Quote the full listing word for word.

Location identification items
»»

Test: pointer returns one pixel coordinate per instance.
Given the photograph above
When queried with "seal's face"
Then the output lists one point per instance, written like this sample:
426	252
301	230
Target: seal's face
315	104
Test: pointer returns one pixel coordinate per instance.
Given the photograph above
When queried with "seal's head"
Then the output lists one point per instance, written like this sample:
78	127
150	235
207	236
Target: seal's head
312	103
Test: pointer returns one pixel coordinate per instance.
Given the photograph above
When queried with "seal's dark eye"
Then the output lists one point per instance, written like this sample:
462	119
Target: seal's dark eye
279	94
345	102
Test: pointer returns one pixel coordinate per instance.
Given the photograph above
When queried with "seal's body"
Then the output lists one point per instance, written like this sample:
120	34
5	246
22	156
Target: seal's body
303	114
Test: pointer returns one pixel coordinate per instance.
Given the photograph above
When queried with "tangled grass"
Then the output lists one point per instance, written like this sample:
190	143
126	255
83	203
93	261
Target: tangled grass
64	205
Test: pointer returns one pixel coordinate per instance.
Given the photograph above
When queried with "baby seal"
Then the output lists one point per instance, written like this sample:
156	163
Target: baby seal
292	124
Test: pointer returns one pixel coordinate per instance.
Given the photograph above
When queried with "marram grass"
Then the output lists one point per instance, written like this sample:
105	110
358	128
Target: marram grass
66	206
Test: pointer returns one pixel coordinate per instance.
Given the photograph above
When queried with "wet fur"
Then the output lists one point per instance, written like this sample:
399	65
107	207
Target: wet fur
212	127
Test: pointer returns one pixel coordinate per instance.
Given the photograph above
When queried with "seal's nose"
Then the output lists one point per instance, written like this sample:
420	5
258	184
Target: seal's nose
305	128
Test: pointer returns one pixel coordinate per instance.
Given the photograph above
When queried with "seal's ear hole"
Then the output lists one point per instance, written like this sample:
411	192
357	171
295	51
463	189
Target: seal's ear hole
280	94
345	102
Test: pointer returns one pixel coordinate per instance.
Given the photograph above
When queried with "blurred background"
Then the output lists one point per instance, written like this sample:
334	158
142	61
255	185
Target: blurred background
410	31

««

- **ANSWER IN FULL**:
Test: pointer returns one pixel coordinate per instance.
Given the photograph above
When queried with "seal's face"
Then the output lists one point per instance, written like this sample:
426	252
301	230
Target: seal's face
315	104
Test: pointer returns one pixel coordinate per instance.
Given the photograph above
When queried with "seal's head"
Then the output lists one point per instance, written like this sample:
78	127
150	235
207	236
Target: seal's head
312	103
Test: pointer returns one pixel coordinate per instance.
Given the photograph above
When queried with "seal's dark eye"
Then the output lists one point per instance, written like this sample:
462	119
Target: seal's dark eye
279	94
345	102
Test: pointer returns one pixel coordinate per instance.
Given the photograph above
When queried with "seal's body"
Then the output lists one point per instance, written like this sample:
120	34
5	246
22	156
Target: seal's body
303	114
Test: pointer returns one pixel coordinate per instance.
Given the photograph above
When queried with "tangled grass"
Then the output lists one point per instance, written like this sample:
190	143
126	255
83	203
93	261
Target: tangled grass
64	205
Test: pointer returns one pixel coordinate per instance.
Given the photograph above
When queried with "baby seal"
Then the output lists one point per instance, written like this sample:
156	163
Target: baby seal
292	124
Test: pointer returns one pixel coordinate per instance.
Given the photograph above
When queried with "marram grass"
Then the output lists one point per instance, written like this sample:
105	110
358	128
Target: marram grass
66	206
Test: pointer returns one pixel coordinate per instance.
Given the photograph above
When queried with "wet fur"
Then the output lists one point per instance, written like this sample:
399	65
107	207
Target: wet fur
212	127
Test: pointer returns one pixel coordinate per instance.
Given the photograph above
When queried with "seal's nose"
Then the output lists one point per instance, written like this sample:
420	5
258	184
Target: seal's nose
305	128
Test: pointer returns one pixel coordinate per instance.
Given the photograph above
When queried with "seal's ear hole"
Then the output lists one point per instance, written like this sample:
411	192
357	171
295	51
463	189
Target: seal's ear hole
280	94
345	102
Test: pointer returns one pixel coordinate per instance.
Given the photograph above
When queried with "blurred background"
Then the output lists one point per instance, written like this sample:
334	158
142	61
255	185
Target: blurred background
410	31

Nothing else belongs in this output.